Top of Data for analysis
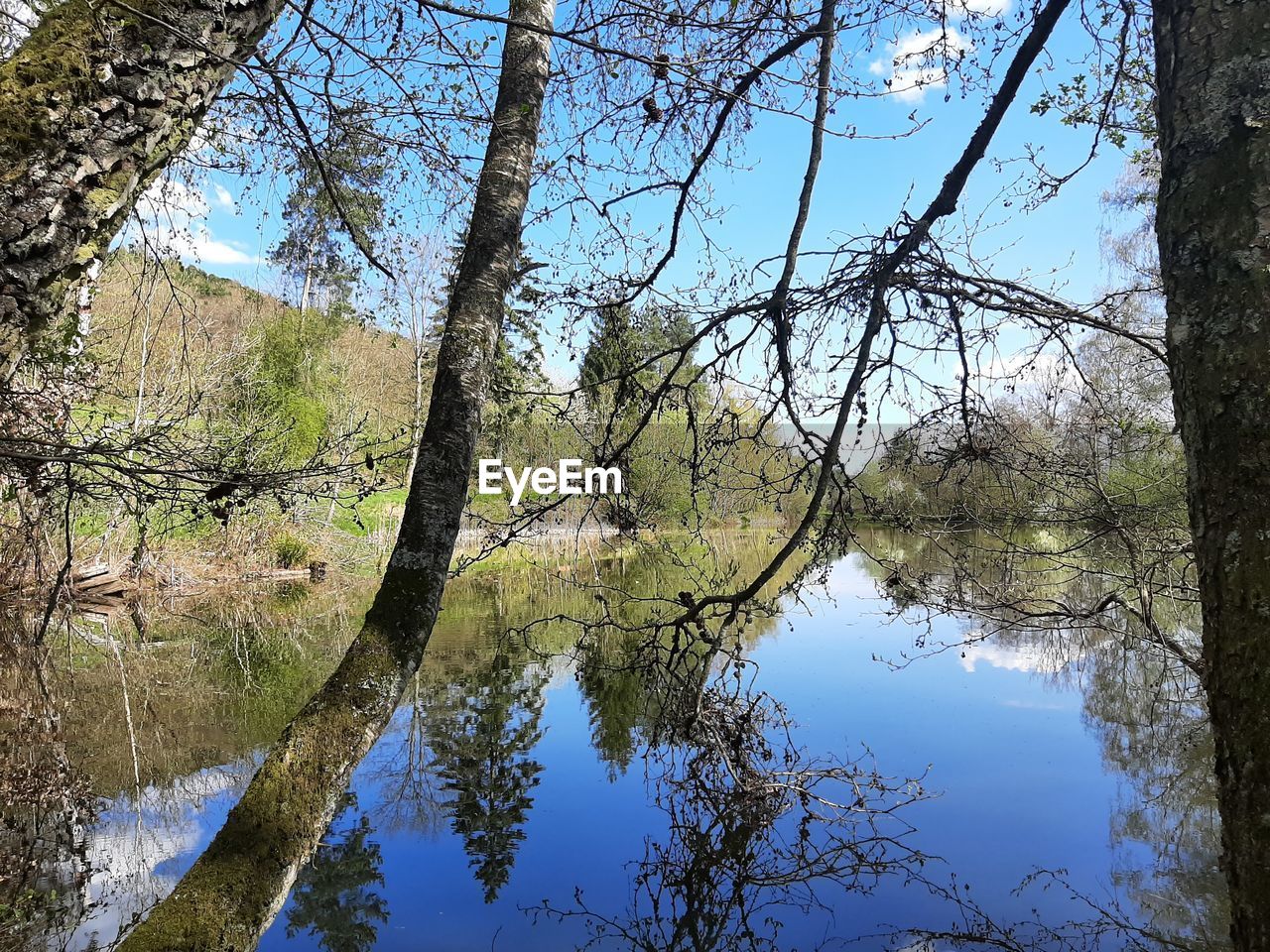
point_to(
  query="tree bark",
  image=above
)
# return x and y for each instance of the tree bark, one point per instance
(238, 885)
(93, 105)
(1213, 225)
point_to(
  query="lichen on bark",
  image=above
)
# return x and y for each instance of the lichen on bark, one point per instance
(93, 105)
(235, 889)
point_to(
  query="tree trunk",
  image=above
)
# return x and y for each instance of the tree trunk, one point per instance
(309, 282)
(1213, 223)
(417, 413)
(238, 885)
(93, 105)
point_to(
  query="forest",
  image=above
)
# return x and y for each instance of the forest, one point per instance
(921, 347)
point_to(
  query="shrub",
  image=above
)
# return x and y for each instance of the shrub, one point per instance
(290, 549)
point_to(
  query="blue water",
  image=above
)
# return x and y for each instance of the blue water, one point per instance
(1014, 772)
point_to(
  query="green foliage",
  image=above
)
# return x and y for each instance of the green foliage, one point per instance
(286, 382)
(334, 208)
(290, 549)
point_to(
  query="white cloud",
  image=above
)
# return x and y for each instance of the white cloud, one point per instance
(223, 199)
(1039, 657)
(982, 8)
(173, 222)
(919, 61)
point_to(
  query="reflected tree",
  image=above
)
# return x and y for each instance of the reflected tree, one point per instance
(754, 825)
(481, 734)
(334, 896)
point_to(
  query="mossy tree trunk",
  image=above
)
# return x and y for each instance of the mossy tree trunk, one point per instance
(1213, 223)
(93, 105)
(238, 885)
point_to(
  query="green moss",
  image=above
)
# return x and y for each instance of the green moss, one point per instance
(54, 70)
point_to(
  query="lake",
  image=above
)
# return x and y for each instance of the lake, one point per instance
(843, 775)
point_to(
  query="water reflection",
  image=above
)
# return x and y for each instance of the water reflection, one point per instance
(334, 897)
(630, 791)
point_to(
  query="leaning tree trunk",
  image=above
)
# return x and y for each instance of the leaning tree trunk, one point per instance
(1213, 223)
(93, 105)
(238, 885)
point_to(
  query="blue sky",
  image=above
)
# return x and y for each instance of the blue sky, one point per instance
(861, 188)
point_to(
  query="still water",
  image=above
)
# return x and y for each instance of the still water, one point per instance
(848, 772)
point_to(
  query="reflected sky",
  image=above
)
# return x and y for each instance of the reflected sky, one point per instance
(489, 798)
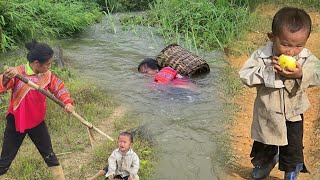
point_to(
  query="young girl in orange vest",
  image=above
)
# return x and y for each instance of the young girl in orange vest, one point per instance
(27, 109)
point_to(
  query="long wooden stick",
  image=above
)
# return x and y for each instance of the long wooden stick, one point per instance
(49, 95)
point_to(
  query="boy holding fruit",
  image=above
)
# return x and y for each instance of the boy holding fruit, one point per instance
(281, 100)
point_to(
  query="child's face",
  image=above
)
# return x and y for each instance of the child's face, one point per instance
(147, 70)
(42, 68)
(289, 43)
(124, 143)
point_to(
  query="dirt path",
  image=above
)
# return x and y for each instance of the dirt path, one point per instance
(240, 128)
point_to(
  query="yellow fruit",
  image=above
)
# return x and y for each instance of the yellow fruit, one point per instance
(287, 61)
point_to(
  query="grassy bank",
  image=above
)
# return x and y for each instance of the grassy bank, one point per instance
(70, 135)
(21, 21)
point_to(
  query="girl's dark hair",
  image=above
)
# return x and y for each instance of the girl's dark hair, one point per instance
(294, 19)
(38, 51)
(126, 133)
(151, 63)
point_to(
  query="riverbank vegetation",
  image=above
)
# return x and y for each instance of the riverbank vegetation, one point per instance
(202, 24)
(20, 21)
(69, 135)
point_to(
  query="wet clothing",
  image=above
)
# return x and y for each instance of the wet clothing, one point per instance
(277, 125)
(278, 99)
(168, 75)
(28, 105)
(165, 75)
(26, 114)
(123, 165)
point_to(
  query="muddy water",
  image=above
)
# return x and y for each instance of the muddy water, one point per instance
(185, 123)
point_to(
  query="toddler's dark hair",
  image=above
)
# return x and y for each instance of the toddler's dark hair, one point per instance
(151, 63)
(126, 133)
(292, 18)
(38, 51)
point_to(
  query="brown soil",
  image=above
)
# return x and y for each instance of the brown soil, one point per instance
(240, 128)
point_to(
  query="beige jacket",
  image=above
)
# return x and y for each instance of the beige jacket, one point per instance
(278, 99)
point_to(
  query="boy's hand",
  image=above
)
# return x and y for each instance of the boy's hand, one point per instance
(293, 73)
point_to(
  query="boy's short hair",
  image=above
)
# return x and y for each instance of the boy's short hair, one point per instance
(294, 19)
(128, 134)
(151, 63)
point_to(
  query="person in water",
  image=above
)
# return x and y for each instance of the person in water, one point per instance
(165, 75)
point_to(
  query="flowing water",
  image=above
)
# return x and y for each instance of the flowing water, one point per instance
(185, 123)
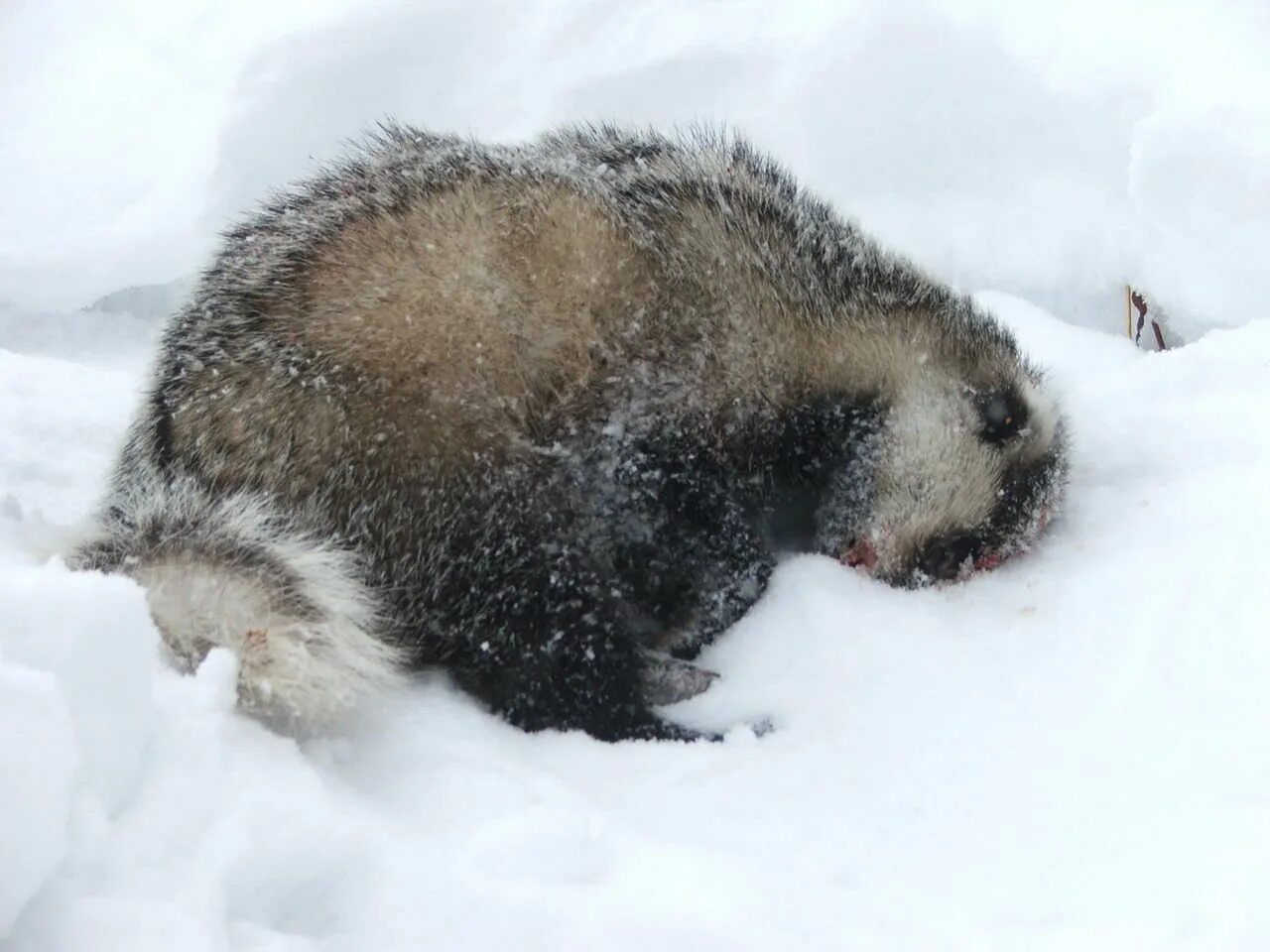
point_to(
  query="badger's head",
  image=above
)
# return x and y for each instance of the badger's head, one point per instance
(957, 476)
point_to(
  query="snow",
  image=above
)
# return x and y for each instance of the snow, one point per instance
(1064, 754)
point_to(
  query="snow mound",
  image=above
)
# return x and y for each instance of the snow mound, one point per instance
(1060, 754)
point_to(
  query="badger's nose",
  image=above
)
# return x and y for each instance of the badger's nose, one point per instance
(942, 558)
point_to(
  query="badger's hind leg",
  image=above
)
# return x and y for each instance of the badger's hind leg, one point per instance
(232, 572)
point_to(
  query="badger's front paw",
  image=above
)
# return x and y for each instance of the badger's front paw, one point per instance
(667, 680)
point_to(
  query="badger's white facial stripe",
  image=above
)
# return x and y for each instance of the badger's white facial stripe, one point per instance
(935, 476)
(1042, 419)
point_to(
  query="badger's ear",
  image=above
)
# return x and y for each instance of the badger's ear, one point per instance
(1002, 414)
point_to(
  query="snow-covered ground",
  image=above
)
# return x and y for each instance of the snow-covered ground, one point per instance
(1065, 754)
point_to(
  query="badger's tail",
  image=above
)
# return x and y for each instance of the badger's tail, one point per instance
(232, 571)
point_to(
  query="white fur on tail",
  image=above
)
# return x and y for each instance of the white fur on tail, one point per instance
(230, 572)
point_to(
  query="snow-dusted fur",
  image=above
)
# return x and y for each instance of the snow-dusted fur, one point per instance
(553, 409)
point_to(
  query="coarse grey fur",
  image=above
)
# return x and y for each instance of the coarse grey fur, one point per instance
(540, 413)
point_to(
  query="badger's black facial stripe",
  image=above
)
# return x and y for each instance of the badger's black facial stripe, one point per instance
(942, 558)
(1003, 414)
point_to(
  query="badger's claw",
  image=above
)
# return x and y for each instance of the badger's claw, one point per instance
(668, 679)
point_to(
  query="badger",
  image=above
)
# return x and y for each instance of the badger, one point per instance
(545, 416)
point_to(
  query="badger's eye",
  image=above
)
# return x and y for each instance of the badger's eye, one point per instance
(1003, 416)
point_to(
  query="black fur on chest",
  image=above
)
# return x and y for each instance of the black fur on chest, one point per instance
(622, 540)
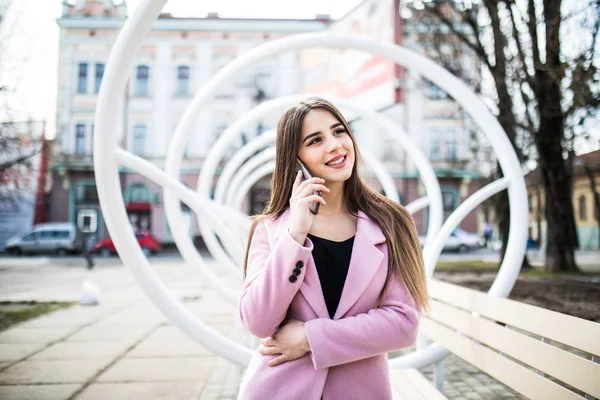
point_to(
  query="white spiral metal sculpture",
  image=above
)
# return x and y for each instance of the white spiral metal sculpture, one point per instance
(229, 224)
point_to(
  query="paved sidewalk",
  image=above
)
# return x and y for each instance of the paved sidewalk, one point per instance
(125, 348)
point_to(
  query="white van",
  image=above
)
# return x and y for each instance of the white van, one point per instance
(57, 238)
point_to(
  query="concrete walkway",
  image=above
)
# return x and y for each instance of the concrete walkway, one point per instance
Bottom of Data for analysis
Task: Output every entry verbatim but skip the pictures.

Worked solution:
point_to(
  query="tree bark",
  image=above
)
# return x and y for each instance of the tree bark, one point per instance
(238, 885)
(93, 105)
(1213, 225)
point_to(
  query="lichen on bark",
  image=above
)
# return x and y for each instance of the lichen on bark, one point per instance
(93, 105)
(235, 889)
point_to(
  query="tree trunk",
  image=above
)
# return x and y for each instance of the tree trunk, one point per instance
(309, 282)
(1213, 223)
(417, 413)
(238, 885)
(93, 105)
point_to(
  query="forest",
  image=above
)
# return x and y for each instance of the forest, one point per instance
(921, 347)
point_to(
  query="shrub",
  image=above
)
# return x and y for each instance of the shrub, one point per instance
(290, 549)
point_to(
  query="blue water",
  image=above
)
# return x and y for each instance of the blue water, one point per instance
(1014, 772)
point_to(
  query="green foliage",
  image=above
)
# return x and y for each instance of the green foliage, one point per instance
(286, 382)
(334, 208)
(290, 549)
point_to(
  query="white cloud",
  image=above
)
# return x and y for each instance of the white cloud, one point per instance
(223, 199)
(1039, 657)
(982, 8)
(173, 222)
(919, 61)
point_to(
  query="reflected tree",
  image=above
)
# return x and y for each instance of the reflected tree, one point per instance
(754, 825)
(481, 734)
(334, 896)
point_to(
  query="mossy tree trunk",
  image=above
)
# return x and y for each instance of the mossy tree trunk, one point per instance
(1213, 223)
(93, 105)
(238, 885)
point_to(
  query="green moss",
  image=above
)
# return x and y for each instance of the green moss, one point per instance
(54, 70)
point_to(
  query="lake",
  image=above
)
# return x and y for each instance of the lake, one point per instance
(843, 775)
point_to(
  query="water reflection",
  image=above
)
# return x and y for each instance of the water reflection, one point per instance
(334, 897)
(630, 791)
point_to(
  query="leaning tree trunk",
  image=above
)
# return x and y for each instance of the leaning tree trunk, one point per instance
(1213, 223)
(93, 105)
(238, 885)
point_to(
  query="blue sky",
  image=above
)
# return x and y for each instance of the blue sky, one point per instance
(861, 188)
point_to(
  query="still water",
  image=above
)
# return x and y for each instance of the still water, one point per instance
(848, 772)
point_to(
  query="reflected sky",
  image=above
)
# return x and y for each instance of the reflected sky, one point per instance
(489, 798)
point_to(
  query="young girl in orange vest",
  image=above
)
# return x and y for each instance of the young girl in orange vest, one point per instance
(27, 109)
point_to(
  query="long wooden stick",
  image=above
)
# return x and y for each instance of the long wooden stick, one point per instance
(49, 95)
point_to(
  query="boy holding fruit",
  image=above
)
# return x and y for each instance of the boy holding fruit, one point per instance
(281, 100)
point_to(
  query="child's face",
  image=above
)
# return x and y for each instance of the child's face, one point per instance
(147, 70)
(42, 68)
(289, 43)
(124, 143)
point_to(
  query="dirt path",
  image=above
)
# return x and y for each instance of the dirt path, one point per instance
(240, 128)
point_to(
  query="yellow fruit",
  image=above
)
# return x and y for each instance of the yellow fruit, one point per instance
(287, 61)
point_to(
  query="grassy bank",
  image=above
)
# return x and y for each instance of the grassy bank, one point per instance
(70, 135)
(21, 21)
point_to(
  query="girl's dark hair",
  image=above
)
# return x and y for each instance of the girl's dark hair, one point per instance
(294, 19)
(38, 51)
(126, 133)
(151, 63)
point_to(
  query="riverbank vegetation",
  image=above
)
# return x and y for each instance of the riverbank vegetation, one point per instance
(202, 24)
(20, 21)
(69, 135)
point_to(
  query="wet clothing",
  image=above
)
# return x and y for each instance of the wet clothing, one point per instance
(277, 125)
(278, 99)
(168, 75)
(28, 105)
(165, 75)
(26, 114)
(123, 165)
point_to(
  query="muddy water",
  image=above
)
# return x and y for each instance of the muddy water, one point per instance
(185, 123)
point_to(
  query="toddler's dark hair",
  image=above
)
# return x and y for each instance of the toddler's dark hair, one point per instance
(151, 63)
(126, 133)
(292, 18)
(38, 51)
point_to(
  query="brown soil",
  image=above
)
# return x and y for each instance of the brown soil, one point per instance
(240, 128)
point_to(
  query="beige jacket",
  image=above
)
# return x and y for each instance of the beige jacket, one point per instance
(278, 99)
point_to(
  query="boy's hand",
  image=above
)
# return x and y for each instance of the boy's hand, one point per instance
(293, 73)
point_to(
  query="boy's short hair",
  image=above
)
# return x and y for each instance of the boy's short hair, one point per instance
(294, 19)
(128, 134)
(151, 63)
point_to(
  query="person in water",
  image=above
)
# return x and y for each instance of the person in water, one point per instance
(165, 75)
point_to(
  query="flowing water",
  image=above
)
# return x and y for each instance of the flowing water, one point per instance
(185, 123)
point_to(
  query="badger's head",
  image=above
)
# return x and y for each instance of the badger's head, one point per instance
(957, 476)
point_to(
  query="snow",
  image=above
)
# return x and y for each instance of the snow, one point per instance
(1064, 754)
point_to(
  query="snow mound",
  image=above
)
# return x and y for each instance of the snow mound, one point per instance
(1060, 754)
point_to(
  query="badger's nose",
  image=above
)
# return x and y for each instance of the badger's nose, one point per instance
(942, 558)
point_to(
  query="badger's hind leg",
  image=above
)
# return x and y for each instance of the badger's hind leg, one point per instance
(232, 572)
point_to(
  query="badger's front paw",
  image=above
)
# return x and y for each instance of the badger's front paw, one point per instance
(667, 680)
point_to(
  query="badger's white facial stripe",
  image=above
)
# return x and y for each instance of the badger's white facial stripe, one point per instance
(935, 476)
(1042, 419)
point_to(
  query="badger's ear",
  image=above
)
# return x and y for each instance of the badger's ear, one point per instance
(1002, 414)
point_to(
  query="snow-covered ground",
  image=above
)
# return x and y for each instance of the snow-covered ground, one point per instance
(1065, 754)
point_to(
  query="badger's tail",
  image=above
)
# return x and y for each instance of the badger's tail, one point per instance
(232, 571)
point_to(
  query="white fur on tail",
  image=above
)
# return x and y for each instance of the white fur on tail, one point per instance
(230, 572)
point_to(
  query="snow-dusted fur",
  image=above
)
# return x and y for each instance of the snow-dusted fur, one point per instance
(553, 409)
point_to(
  query="coarse grey fur",
  image=above
)
# return x and y for each instance of the coarse grey fur, one point per instance
(540, 413)
point_to(
  query="badger's black facial stripe",
  image=above
)
# return x and y for each instance of the badger's black facial stripe, one point per instance
(942, 558)
(1003, 414)
point_to(
  query="badger's claw",
  image=above
)
# return x and y for each instance of the badger's claw, one point per instance
(668, 679)
point_to(
  query="badger",
  image=above
)
# return x and y for each instance of the badger, one point per instance
(545, 416)
point_to(
  query="badger's eye",
  image=above
)
# return x and y for each instance of the badger's eye, one point per instance
(1003, 416)
point_to(
  query="black fur on chest",
  image=above
)
# return x and y for each instance of the black fur on chest, one point per instance
(622, 540)
point_to(
  query="white spiral metal sculpture",
  image=above
)
# return x and y for each instance of the white spiral metal sculpture, one point per instance
(229, 224)
point_to(
  query="paved sidewalk",
  image=above
)
# return x and y for each instance of the paved sidewalk, one point per instance
(125, 348)
point_to(
  query="white van",
  image=above
)
# return x and y for each instance of the white van, one point per instance
(57, 238)
point_to(
  query="concrete walkway",
  image=above
)
# return x and y for each instance of the concrete walkway, one point per instance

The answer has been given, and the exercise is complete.